Records from a collection
_ _ _ _ _ _ _

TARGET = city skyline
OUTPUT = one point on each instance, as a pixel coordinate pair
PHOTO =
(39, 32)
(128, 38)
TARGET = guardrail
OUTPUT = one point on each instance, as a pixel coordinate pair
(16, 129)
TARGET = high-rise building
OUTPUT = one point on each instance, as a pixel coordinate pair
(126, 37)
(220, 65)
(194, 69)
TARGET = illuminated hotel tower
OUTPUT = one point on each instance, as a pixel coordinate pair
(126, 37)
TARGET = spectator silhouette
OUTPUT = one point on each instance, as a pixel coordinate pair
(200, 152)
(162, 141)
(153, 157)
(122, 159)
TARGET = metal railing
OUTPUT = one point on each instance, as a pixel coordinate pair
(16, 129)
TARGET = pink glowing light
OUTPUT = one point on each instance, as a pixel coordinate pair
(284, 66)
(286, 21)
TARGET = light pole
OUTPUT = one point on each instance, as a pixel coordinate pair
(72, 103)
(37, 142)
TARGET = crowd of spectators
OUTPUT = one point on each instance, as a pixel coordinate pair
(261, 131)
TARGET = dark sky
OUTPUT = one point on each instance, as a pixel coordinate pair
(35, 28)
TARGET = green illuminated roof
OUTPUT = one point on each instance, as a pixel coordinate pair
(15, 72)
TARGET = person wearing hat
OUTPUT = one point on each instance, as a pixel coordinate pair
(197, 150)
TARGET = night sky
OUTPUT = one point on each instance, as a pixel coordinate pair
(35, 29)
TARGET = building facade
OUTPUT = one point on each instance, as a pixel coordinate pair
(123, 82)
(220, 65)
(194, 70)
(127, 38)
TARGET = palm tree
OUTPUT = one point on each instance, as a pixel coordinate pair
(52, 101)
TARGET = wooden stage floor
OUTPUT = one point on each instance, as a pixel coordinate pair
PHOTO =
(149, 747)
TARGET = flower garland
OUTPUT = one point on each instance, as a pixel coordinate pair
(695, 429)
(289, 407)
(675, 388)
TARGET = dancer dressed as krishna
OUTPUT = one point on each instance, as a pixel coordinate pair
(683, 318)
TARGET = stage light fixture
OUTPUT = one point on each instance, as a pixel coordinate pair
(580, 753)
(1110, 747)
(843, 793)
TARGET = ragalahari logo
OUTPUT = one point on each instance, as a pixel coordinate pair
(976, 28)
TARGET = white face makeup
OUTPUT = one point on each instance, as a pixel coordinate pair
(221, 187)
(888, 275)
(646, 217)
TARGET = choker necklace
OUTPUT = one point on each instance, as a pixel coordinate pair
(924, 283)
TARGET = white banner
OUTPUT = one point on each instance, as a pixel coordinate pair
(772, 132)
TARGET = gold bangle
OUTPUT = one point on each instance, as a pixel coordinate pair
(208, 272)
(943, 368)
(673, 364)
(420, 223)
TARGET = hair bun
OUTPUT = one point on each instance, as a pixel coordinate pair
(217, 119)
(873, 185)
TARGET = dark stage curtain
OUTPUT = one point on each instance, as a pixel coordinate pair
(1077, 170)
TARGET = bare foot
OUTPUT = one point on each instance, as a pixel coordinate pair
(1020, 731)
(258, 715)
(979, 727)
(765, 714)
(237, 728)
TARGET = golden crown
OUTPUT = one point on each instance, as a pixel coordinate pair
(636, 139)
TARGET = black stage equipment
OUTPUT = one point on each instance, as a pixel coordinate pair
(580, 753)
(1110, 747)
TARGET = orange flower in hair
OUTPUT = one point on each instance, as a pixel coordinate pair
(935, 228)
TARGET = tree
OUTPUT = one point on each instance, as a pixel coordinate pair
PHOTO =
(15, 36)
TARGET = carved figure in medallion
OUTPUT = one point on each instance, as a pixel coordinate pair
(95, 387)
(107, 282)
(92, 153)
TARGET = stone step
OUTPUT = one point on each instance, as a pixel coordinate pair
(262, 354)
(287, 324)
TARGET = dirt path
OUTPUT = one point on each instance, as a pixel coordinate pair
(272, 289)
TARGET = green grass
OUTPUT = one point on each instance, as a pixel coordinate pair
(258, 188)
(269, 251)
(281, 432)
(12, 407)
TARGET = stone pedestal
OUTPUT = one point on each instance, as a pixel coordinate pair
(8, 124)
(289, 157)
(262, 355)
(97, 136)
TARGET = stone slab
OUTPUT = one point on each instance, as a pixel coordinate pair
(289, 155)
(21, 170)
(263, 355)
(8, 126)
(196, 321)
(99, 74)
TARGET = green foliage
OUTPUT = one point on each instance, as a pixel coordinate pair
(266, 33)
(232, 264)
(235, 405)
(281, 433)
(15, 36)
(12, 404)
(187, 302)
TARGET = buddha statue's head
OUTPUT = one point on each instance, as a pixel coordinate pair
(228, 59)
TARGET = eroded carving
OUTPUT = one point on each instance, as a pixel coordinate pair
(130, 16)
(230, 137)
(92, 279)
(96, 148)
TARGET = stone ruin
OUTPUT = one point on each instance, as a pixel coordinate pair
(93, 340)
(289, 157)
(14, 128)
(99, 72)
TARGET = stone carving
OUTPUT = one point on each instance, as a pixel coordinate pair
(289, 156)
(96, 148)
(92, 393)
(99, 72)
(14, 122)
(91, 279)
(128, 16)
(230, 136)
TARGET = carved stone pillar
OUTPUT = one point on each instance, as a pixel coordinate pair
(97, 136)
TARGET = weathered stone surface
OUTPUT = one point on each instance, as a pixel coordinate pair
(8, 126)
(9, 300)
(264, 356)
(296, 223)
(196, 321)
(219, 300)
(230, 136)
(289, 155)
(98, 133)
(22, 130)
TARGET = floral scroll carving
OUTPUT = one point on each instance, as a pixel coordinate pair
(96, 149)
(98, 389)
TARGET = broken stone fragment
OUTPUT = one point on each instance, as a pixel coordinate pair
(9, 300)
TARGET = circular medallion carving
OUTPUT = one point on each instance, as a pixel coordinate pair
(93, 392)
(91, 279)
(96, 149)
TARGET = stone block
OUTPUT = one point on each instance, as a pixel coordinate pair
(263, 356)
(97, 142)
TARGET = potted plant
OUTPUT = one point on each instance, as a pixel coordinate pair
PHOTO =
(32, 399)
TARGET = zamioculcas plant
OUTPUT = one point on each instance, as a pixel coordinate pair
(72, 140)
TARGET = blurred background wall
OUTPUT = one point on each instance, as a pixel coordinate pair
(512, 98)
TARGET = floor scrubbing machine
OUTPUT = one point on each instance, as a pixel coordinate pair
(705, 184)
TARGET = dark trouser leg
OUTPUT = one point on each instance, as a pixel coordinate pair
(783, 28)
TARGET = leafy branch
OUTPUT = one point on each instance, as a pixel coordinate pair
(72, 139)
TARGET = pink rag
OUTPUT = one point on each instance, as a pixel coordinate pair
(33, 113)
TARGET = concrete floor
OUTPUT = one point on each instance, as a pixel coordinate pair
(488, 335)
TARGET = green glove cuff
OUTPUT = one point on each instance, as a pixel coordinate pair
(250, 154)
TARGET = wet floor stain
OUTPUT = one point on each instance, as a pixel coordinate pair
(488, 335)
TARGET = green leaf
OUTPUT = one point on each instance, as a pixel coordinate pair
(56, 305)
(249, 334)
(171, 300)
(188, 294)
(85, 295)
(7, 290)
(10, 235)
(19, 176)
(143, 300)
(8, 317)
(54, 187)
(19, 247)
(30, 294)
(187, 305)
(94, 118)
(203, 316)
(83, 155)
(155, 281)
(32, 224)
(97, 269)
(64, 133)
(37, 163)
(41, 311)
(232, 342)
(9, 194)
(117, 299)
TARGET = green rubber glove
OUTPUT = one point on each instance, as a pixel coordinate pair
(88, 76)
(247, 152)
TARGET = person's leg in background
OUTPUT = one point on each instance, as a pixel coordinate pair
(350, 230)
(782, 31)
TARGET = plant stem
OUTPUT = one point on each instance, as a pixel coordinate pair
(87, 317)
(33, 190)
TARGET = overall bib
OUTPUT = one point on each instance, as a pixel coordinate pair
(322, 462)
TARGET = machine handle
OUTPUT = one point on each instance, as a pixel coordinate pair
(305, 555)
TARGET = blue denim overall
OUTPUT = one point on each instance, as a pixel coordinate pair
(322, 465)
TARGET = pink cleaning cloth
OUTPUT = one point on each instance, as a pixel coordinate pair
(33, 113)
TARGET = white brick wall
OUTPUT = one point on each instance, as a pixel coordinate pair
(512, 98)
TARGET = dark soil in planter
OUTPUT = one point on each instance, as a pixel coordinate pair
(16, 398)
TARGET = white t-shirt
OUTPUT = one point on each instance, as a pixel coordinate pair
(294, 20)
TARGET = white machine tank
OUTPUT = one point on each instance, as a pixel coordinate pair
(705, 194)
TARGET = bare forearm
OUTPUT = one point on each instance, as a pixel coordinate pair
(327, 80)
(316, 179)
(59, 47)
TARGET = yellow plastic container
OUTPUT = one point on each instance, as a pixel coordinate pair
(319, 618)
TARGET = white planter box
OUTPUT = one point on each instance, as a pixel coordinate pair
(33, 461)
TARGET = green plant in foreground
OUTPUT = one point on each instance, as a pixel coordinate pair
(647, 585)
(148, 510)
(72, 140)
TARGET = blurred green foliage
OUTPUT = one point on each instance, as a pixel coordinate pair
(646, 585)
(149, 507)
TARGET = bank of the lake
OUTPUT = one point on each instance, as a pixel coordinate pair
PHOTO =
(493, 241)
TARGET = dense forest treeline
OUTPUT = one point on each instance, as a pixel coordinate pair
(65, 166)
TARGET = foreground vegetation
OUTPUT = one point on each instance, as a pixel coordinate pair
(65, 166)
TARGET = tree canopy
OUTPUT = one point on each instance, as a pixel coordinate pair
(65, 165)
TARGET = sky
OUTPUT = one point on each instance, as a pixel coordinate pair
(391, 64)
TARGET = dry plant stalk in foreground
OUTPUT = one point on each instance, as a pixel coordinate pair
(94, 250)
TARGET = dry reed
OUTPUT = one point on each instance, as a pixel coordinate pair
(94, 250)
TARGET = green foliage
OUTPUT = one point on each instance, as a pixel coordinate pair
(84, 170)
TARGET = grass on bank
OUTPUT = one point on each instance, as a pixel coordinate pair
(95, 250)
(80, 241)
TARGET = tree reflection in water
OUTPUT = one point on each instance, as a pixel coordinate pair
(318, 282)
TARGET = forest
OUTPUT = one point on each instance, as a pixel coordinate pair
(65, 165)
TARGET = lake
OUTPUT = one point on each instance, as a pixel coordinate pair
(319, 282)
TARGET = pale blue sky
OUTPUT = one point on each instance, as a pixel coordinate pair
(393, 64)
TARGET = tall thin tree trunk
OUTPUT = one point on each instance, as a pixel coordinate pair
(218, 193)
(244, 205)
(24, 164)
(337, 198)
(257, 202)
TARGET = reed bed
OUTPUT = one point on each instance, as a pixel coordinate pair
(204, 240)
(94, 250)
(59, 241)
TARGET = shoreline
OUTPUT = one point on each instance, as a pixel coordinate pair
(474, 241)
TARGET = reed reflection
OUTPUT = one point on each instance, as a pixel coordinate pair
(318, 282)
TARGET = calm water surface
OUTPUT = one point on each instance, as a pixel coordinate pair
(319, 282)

_ _ _ _ _ _ _

== REQUIRED TASK ==
Return exactly the lines from the one containing "TARGET = lake" to the last line of the data, and nothing more.

== ANSWER TO THE PROBLEM ==
TARGET = lake
OUTPUT = one point on each instance, as a pixel coordinate pair
(319, 282)
TARGET = pale blue sky
OUTPUT = one point on each instance, as a pixel coordinate pair
(393, 64)
TARGET = tall thin tree trunk
OUTPUT = one point on each instance, as a pixel coordinate pair
(218, 193)
(244, 205)
(24, 164)
(337, 198)
(257, 202)
TARGET = reed bed
OUTPUT = one point on each instance, as a pixel coordinate pair
(204, 240)
(94, 250)
(59, 241)
TARGET = shoreline
OUTPUT = one point on each instance, as a pixel coordinate pair
(474, 241)
TARGET = reed reflection
OUTPUT = one point on each instance, as a pixel coordinate pair
(318, 282)
TARGET = calm water surface
OUTPUT = one point on each instance, as a pixel coordinate pair
(319, 282)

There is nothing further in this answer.